_ÉNONCÉ 1_. D'après le récit sur l'Atacama, pourquoi les cyclistes prévoient-ils plus d'une journée pour relier Calama à San Pedro ? Répondez en une à trois phrases.
_ÉNONCÉ 2_. Reportez sans modification le passage du récit sur l'Atacama qui commence par les mots contenant « Après quelques heures » et se termine par « notre nouvel attirail. ».
_ÉNONCÉ 3_.
Répondez brièvement à partir du récit sur l'Atacama :
(a) Quelle est la distance totale du parcours ?
(b) Quel est le point de départ indiqué ?
(c) Quelle distance compte l'étape Calama - San Pedro de Atacama ?

_TEXTE FOURNI_.

*-*-*

Durée : 10 jours
Distance : 370 km
Dénivelé + 3 775 m
Dénivelé – 3 581 m
Region : Désert d’Atacama – Chili
Point de départ : Calama – Chili
San Pedro de Atacama est un petit village coincé entre l’un des déserts les plus arides de la planète et une chaîne de volcans dont beaucoup culminent à plus de 6 000m. La région regorge de canyons ocres, plateaux de sel et autres curiosités géologiques. Malgré tout ça on n’avait initialement pas prévu de s’y arrêter si longtemps…
Fraîchement débarqués à Calama avec nos deux petits bolides et la remorque, on était très excités par cette nouvelle aventure. On avait hâte de faire chauffer la gomme de nos pneus sur l’altiplano Bolivien que l’on était supposés rejoindre en quelques jours en passant par San Pedro de Atacama et le col Hitocajon.
Faire des plans c’est bien mais quand la météo en décide autrement, il n’y a plus qu’à s’y plier. On cherche encore celui qui a dit “ tout vient à point à qui sait attendre” , mais visiblement il n’a jamais eu affaire à la Pachamama bolivienne.
Time-Lapse
Itinéraire complet
Calama - San Pedro de Atacama
Distance : 118 km
Dénivelé + 1 611 m
Dénivelé – 1 416 m
Après avoir bouclé toutes les affaires, graissé les chaînes et serré les derniers boulons, on se met en route direction San Pedro De Atacama. C’est un peu nouveau pour nous de devoir pédaler plutôt que de mettre un pied devant l’autre, mais malgré la chaleur on part avec le vent dans le dos sur du plat donc pour l’instant tout va bien…
Une centaine de kilomètres et un col séparent Calama de San Pedro. Comme à notre habitude on est plutôt lents donc on sait qu’il va nous falloir plus d’une journée, surtout en comptant les 12 jours de nourriture et les deux jours d’eau qu’on traîne avec nous.
Après quelques heures à pédaler on se trouve un spot où mettre la tente dans la montée vers le col. Défaire et refaire les sacs va nous prendre plus de temps que d’habitude avec tout notre nouvel attirail.
La fin de la montée qu’on avait mis de côté la veille se fait sentir dans les cuisses. Derrière, une belle descente nous attend. On laisse rouler, ça fait du bien. On est un peu limité en vitesse : la remorque tangue de manière inquiétante dès qu’on va trop vite.

*-*-*

_DONNÉES ENREGISTRÉES_.
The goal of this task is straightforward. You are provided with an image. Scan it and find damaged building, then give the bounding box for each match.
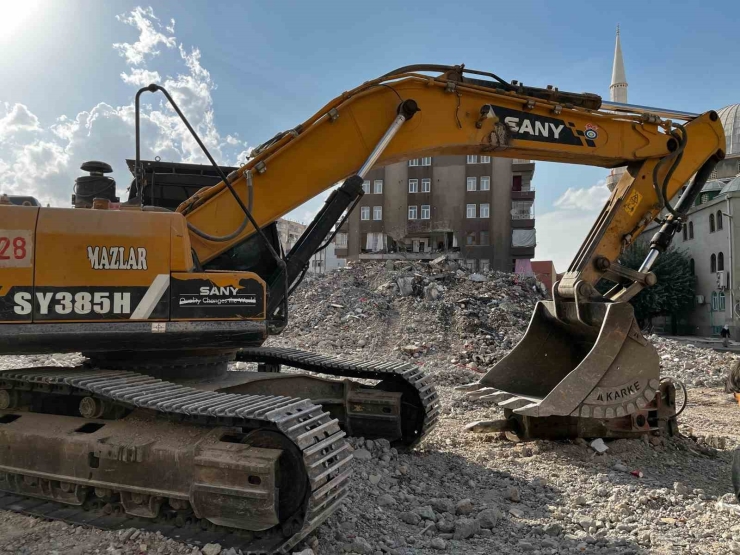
[335,155,536,272]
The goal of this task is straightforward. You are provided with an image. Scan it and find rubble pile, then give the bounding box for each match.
[649,335,740,387]
[272,257,546,382]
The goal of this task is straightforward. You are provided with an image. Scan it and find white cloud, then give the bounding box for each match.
[0,8,251,206]
[553,180,609,210]
[0,102,41,140]
[113,6,177,65]
[535,180,609,272]
[121,67,162,87]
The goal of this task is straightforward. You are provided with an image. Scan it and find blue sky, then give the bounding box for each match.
[0,0,740,270]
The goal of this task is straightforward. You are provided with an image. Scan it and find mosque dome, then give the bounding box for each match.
[720,177,740,195]
[717,104,740,156]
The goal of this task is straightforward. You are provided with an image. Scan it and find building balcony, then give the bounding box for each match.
[511,247,534,258]
[511,217,534,229]
[511,158,534,172]
[511,190,534,200]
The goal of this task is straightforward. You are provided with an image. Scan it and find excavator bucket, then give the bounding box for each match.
[461,301,660,419]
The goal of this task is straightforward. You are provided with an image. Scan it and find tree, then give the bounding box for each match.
[597,241,695,327]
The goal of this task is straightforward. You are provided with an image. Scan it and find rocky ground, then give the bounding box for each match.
[0,261,740,555]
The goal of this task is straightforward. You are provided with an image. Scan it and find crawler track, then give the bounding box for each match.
[0,368,352,554]
[237,347,440,446]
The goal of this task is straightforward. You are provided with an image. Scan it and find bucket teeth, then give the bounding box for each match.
[514,402,540,416]
[498,397,532,410]
[465,387,498,399]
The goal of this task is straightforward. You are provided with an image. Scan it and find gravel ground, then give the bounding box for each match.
[0,269,740,555]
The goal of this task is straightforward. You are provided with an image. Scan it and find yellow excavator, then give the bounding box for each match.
[0,65,725,553]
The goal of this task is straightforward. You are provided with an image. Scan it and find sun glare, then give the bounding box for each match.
[0,0,44,42]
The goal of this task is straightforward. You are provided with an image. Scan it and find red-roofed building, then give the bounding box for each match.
[532,260,558,291]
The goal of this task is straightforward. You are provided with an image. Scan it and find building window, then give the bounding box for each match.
[365,233,385,252]
[511,200,534,220]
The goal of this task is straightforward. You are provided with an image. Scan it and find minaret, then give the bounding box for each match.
[609,25,627,104]
[606,25,627,191]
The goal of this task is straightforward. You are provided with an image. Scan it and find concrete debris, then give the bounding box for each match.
[0,262,740,555]
[589,438,609,453]
[648,335,740,387]
[201,543,221,555]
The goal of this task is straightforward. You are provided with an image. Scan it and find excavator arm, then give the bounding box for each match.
[166,66,725,437]
[178,66,725,297]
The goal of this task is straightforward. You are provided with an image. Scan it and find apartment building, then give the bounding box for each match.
[335,155,536,271]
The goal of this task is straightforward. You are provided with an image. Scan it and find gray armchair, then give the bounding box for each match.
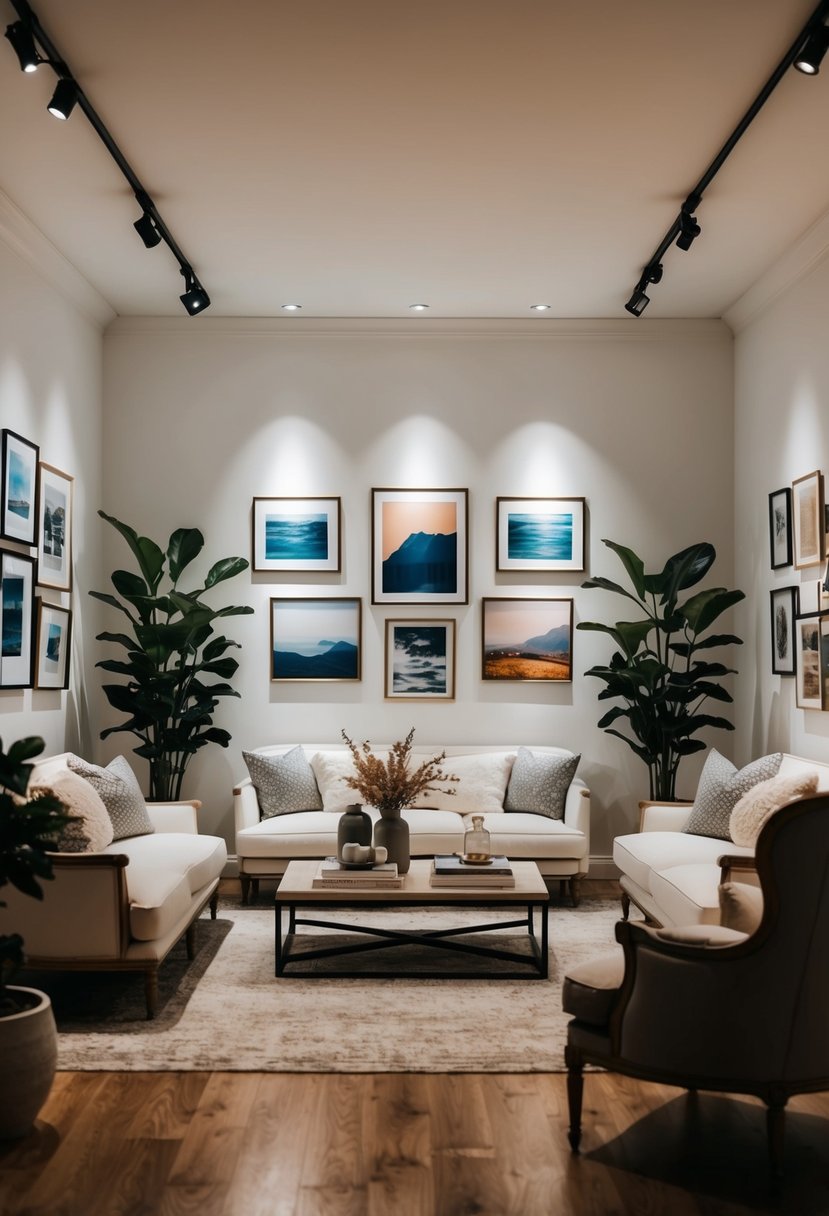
[563,794,829,1182]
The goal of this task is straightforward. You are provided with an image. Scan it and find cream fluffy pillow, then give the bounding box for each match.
[728,772,818,848]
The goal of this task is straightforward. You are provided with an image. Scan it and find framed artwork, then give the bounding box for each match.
[271,596,362,681]
[38,461,74,591]
[791,472,825,569]
[34,596,72,688]
[495,497,585,570]
[0,430,40,545]
[481,597,573,681]
[252,499,340,574]
[795,615,824,709]
[385,619,455,700]
[0,550,36,688]
[769,586,799,676]
[768,485,791,570]
[371,490,469,604]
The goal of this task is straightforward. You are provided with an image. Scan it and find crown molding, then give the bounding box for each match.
[723,204,829,333]
[0,190,115,330]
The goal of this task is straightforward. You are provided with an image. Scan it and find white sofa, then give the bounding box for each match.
[613,753,829,928]
[233,743,590,903]
[0,753,227,1018]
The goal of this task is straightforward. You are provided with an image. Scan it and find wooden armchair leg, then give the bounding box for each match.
[564,1047,585,1153]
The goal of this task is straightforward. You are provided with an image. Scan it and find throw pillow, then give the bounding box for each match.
[729,772,818,848]
[682,748,783,840]
[29,771,112,852]
[412,751,515,815]
[503,748,581,820]
[67,756,156,840]
[242,744,322,820]
[720,883,763,933]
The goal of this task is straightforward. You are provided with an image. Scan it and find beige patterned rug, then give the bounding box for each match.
[21,900,619,1073]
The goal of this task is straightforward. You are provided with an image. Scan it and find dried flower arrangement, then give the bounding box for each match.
[342,727,459,815]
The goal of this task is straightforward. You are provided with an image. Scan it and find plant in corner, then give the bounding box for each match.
[90,511,253,803]
[0,737,72,1139]
[576,540,745,801]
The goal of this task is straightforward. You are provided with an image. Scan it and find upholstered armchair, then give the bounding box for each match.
[563,794,829,1182]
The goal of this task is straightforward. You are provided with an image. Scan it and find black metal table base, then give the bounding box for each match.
[275,900,548,980]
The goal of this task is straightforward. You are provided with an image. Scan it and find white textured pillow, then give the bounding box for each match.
[728,772,818,848]
[412,751,515,815]
[29,769,113,852]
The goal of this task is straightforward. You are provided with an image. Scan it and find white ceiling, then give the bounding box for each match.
[0,0,829,325]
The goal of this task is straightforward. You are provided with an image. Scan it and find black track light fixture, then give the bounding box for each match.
[6,21,38,72]
[46,77,78,122]
[795,26,829,75]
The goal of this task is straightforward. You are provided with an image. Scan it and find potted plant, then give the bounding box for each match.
[90,511,253,803]
[0,738,72,1139]
[576,540,745,801]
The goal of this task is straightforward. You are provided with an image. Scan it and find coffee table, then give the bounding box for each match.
[275,858,549,980]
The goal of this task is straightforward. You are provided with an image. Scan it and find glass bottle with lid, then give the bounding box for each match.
[463,815,492,865]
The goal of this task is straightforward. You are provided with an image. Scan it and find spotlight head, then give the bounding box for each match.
[795,26,829,75]
[625,283,650,316]
[46,77,78,122]
[6,21,43,72]
[132,212,162,249]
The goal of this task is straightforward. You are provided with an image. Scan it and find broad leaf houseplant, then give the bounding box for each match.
[90,511,253,803]
[576,540,745,801]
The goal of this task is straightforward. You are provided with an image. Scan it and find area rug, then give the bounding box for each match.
[22,900,619,1073]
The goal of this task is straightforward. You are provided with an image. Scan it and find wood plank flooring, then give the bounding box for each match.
[0,890,829,1216]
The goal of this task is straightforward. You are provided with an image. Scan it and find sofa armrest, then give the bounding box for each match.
[639,801,694,832]
[147,798,202,835]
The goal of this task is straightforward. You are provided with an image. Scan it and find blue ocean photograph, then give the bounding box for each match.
[271,598,361,680]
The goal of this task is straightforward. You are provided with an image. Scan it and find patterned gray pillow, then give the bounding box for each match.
[67,756,156,840]
[242,744,322,820]
[682,748,783,840]
[503,748,581,820]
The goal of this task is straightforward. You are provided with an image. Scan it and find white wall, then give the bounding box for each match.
[101,316,733,855]
[735,241,829,761]
[0,207,111,753]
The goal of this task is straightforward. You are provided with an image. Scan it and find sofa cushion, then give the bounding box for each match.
[242,744,322,818]
[67,755,156,840]
[413,751,515,815]
[503,748,581,820]
[728,772,818,846]
[682,748,783,840]
[29,769,113,852]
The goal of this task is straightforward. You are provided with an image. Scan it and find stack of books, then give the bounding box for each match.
[311,857,404,890]
[429,852,515,886]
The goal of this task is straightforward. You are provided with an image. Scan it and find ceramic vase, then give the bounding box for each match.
[374,811,411,874]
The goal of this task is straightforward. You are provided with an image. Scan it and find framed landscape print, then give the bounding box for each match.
[371,490,468,604]
[385,620,455,700]
[0,430,40,545]
[38,461,74,591]
[34,597,72,688]
[481,597,573,681]
[768,485,791,570]
[252,499,340,574]
[795,615,824,709]
[791,472,825,569]
[769,586,797,676]
[271,596,362,681]
[0,550,36,688]
[495,499,585,570]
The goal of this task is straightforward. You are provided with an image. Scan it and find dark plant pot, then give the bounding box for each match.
[374,811,411,874]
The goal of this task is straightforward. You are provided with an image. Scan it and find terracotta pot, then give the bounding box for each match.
[0,985,57,1139]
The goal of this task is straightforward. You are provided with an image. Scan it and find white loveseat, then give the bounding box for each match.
[233,743,590,903]
[613,753,829,928]
[0,753,227,1018]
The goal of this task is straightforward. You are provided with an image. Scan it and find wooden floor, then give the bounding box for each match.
[0,885,829,1216]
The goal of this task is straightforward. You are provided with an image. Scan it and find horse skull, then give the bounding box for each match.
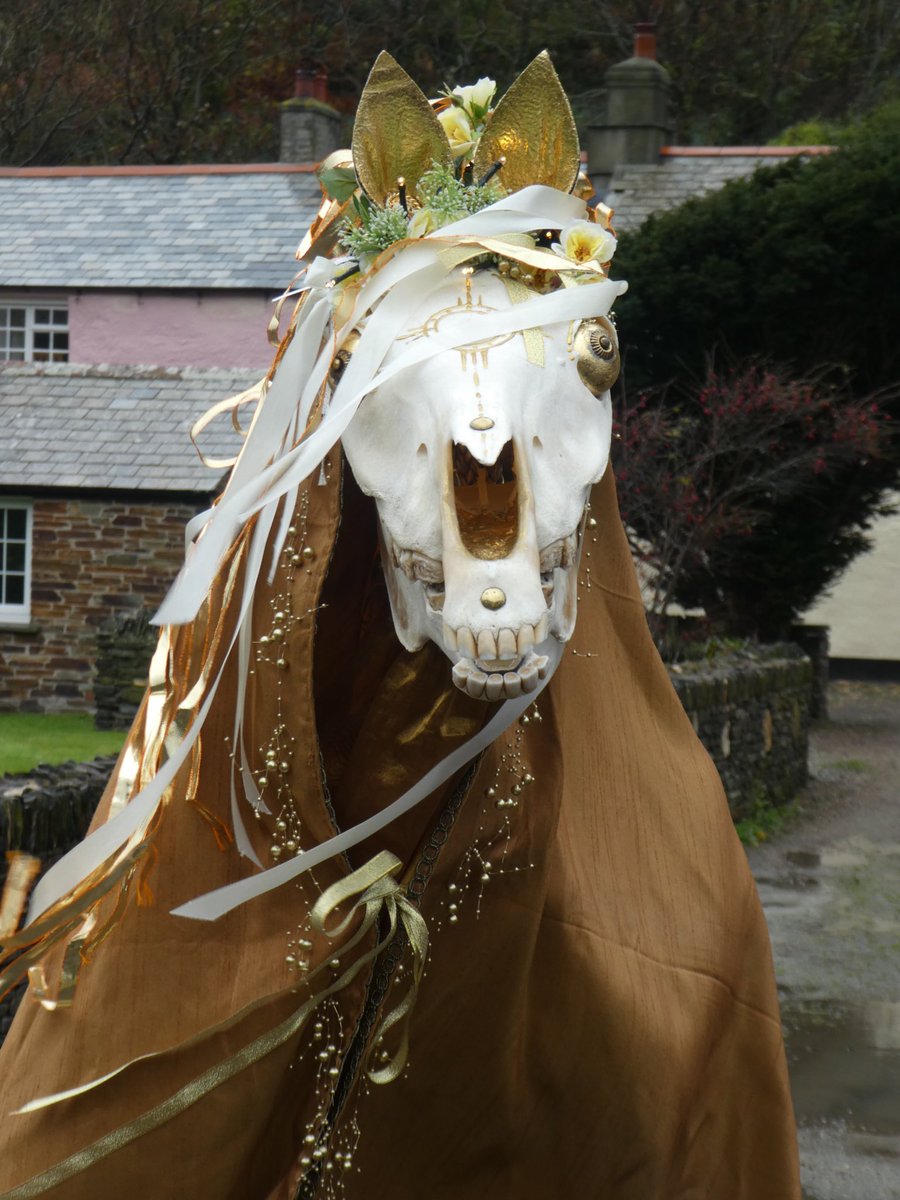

*-*-*

_RÉSULTAT ATTENDU 1_. Une centaine de kilomètres et un col séparent les deux localités, et ils se savent plutôt lents. De plus, ils transportent douze jours de nourriture et deux jours d'eau.

_RÉSULTAT ATTENDU 2_.
Après quelques heures à pédaler on se trouve un spot où mettre la tente dans la montée vers le col. Défaire et refaire les sacs va nous prendre plus de temps que d’habitude avec tout notre nouvel attirail.

_RÉSULTAT ATTENDU 3_.
(a) 370 km.
(b) Calama, au Chili.
(c) 118 km.